== Source passage ==

----------

Brophy returned to Australia as Senior Anaesthetist in the Kenneth G Jamieson Neurosurgical Unit of the Royal Brisbane Hospital from 1957 to 1991 and pursued changes in the use of anaesthesia. She was Senior Honorary Anaesthetist at Mater Children's Hospital from 1958 to 1973.

In 1961, Brophy and colleague Roger Bennett, demonstrated resuscitation techniques for use in surf lifesaving CPR. Their recommendations led to changes in rescue services and improved survival rates. Their work with the surf lifesaving association ultimately led to the signs required by all modern backyard and public pools, showing basic cardio pulmonary resuscitation, in conjunction with work by the Australian Resuscitation Council. After Roger Bennett's death in 1967 due to cancer, Brophy took up the challenging issue of pain management, but continued her commitment to surf lifesaving as their medical adviser for 30 years. She also advised the Queensland Electricity Commission's Safety Advisory Board from 1976 to 1987 on appropriate rescue and resuscitation techniques, for workers out in the field.

----------

== Problem to solve ==
In the passage on Brophy's medical career, retype the part that opens with the words "Brophy returned to" and closes with "1958 to 1973.".

Referring-expression pointing data:
----------

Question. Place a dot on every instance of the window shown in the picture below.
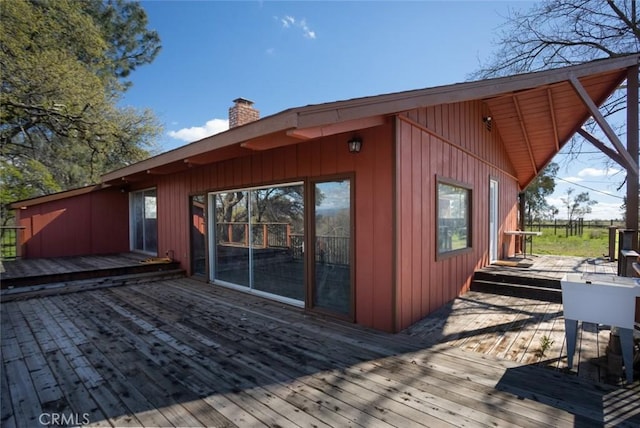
(454, 214)
(144, 221)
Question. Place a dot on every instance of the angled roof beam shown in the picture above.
(602, 147)
(628, 161)
(554, 123)
(525, 135)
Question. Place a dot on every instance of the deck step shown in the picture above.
(518, 277)
(91, 273)
(54, 288)
(548, 294)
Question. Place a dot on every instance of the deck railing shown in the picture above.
(329, 249)
(9, 241)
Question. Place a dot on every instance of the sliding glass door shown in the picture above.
(332, 219)
(259, 235)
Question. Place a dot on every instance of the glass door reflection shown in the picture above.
(332, 246)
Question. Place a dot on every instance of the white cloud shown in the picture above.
(291, 22)
(287, 21)
(572, 179)
(213, 126)
(308, 32)
(598, 172)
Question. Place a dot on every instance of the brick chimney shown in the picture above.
(242, 112)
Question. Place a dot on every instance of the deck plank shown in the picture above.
(180, 352)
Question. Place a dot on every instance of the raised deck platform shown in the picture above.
(536, 277)
(24, 278)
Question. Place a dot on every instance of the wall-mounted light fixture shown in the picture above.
(488, 121)
(355, 145)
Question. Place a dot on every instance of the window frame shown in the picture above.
(442, 255)
(133, 224)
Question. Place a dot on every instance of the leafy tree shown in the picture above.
(63, 65)
(577, 206)
(536, 193)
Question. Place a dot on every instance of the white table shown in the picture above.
(526, 234)
(601, 299)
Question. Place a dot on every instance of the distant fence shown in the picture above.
(576, 227)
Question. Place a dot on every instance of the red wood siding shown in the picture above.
(373, 168)
(92, 223)
(449, 141)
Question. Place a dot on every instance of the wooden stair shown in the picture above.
(496, 281)
(41, 289)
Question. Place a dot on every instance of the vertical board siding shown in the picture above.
(373, 168)
(92, 223)
(451, 149)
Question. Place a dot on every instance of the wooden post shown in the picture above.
(632, 148)
(288, 236)
(265, 235)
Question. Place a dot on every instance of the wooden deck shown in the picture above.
(35, 276)
(183, 353)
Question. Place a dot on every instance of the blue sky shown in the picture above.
(290, 54)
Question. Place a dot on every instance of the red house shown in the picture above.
(375, 209)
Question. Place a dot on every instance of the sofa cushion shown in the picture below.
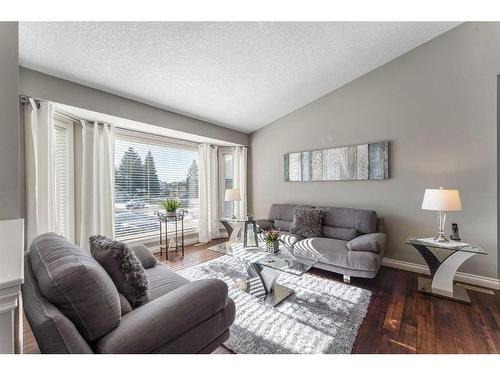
(374, 242)
(307, 222)
(124, 304)
(76, 284)
(282, 225)
(124, 268)
(163, 281)
(290, 239)
(284, 212)
(145, 256)
(364, 221)
(345, 234)
(336, 253)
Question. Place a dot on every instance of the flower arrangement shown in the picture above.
(170, 205)
(271, 237)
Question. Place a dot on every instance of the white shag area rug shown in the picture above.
(323, 316)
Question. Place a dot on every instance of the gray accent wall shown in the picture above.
(437, 105)
(43, 86)
(10, 185)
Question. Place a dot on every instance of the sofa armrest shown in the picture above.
(373, 242)
(162, 320)
(264, 224)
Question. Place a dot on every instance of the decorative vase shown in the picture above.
(273, 247)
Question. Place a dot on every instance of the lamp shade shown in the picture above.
(441, 200)
(232, 195)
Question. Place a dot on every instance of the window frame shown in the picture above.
(63, 122)
(223, 151)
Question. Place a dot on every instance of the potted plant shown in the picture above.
(171, 206)
(271, 237)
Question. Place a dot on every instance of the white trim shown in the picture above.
(486, 282)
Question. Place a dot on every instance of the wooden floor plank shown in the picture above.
(399, 319)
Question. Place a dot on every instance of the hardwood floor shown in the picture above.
(399, 319)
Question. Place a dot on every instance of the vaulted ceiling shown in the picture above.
(242, 75)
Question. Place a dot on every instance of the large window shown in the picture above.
(149, 169)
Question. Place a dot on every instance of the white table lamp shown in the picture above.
(232, 195)
(442, 201)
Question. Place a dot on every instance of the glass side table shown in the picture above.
(443, 271)
(177, 237)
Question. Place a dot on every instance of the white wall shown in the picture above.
(437, 105)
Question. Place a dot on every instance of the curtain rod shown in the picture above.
(25, 99)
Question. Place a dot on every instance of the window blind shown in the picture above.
(228, 183)
(63, 175)
(148, 170)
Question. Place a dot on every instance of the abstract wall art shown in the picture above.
(369, 161)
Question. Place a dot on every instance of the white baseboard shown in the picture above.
(486, 282)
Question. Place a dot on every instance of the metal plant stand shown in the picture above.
(178, 236)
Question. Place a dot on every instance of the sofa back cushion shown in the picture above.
(76, 284)
(307, 222)
(124, 267)
(345, 234)
(284, 212)
(364, 221)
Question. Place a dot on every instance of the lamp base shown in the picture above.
(441, 238)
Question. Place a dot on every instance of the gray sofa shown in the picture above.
(180, 316)
(352, 242)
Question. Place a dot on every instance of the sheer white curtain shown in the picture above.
(94, 177)
(208, 192)
(40, 169)
(240, 178)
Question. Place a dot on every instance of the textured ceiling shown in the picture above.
(241, 75)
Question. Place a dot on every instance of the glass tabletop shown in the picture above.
(284, 261)
(231, 220)
(450, 245)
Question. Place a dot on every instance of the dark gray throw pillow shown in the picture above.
(307, 222)
(124, 268)
(145, 256)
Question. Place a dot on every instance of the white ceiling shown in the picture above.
(241, 75)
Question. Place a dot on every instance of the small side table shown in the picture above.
(443, 271)
(178, 221)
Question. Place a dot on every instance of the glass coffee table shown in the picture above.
(264, 268)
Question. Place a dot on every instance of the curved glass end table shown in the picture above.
(443, 271)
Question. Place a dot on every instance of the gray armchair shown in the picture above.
(181, 316)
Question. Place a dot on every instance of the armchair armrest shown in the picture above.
(264, 224)
(373, 242)
(160, 321)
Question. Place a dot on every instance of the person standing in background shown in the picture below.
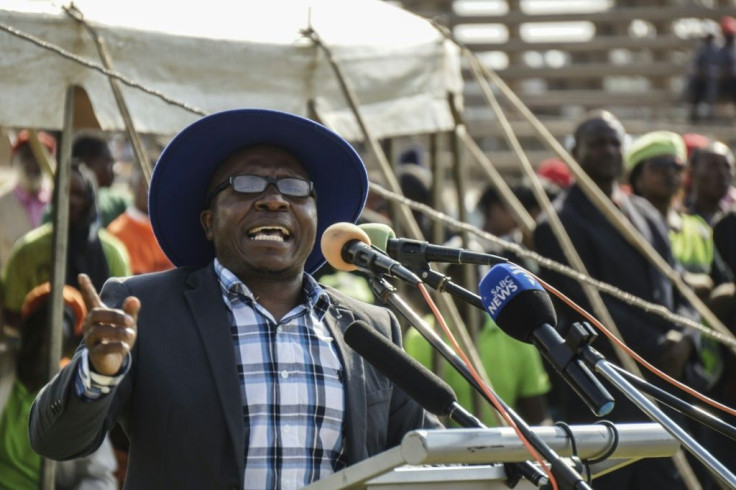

----------

== Answer for this exercise ==
Brophy returned to Australia as Senior Anaesthetist in the Kenneth G Jamieson Neurosurgical Unit of the Royal Brisbane Hospital from 1957 to 1991 and pursued changes in the use of anaesthesia. She was Senior Honorary Anaesthetist at Mater Children's Hospital from 1958 to 1973.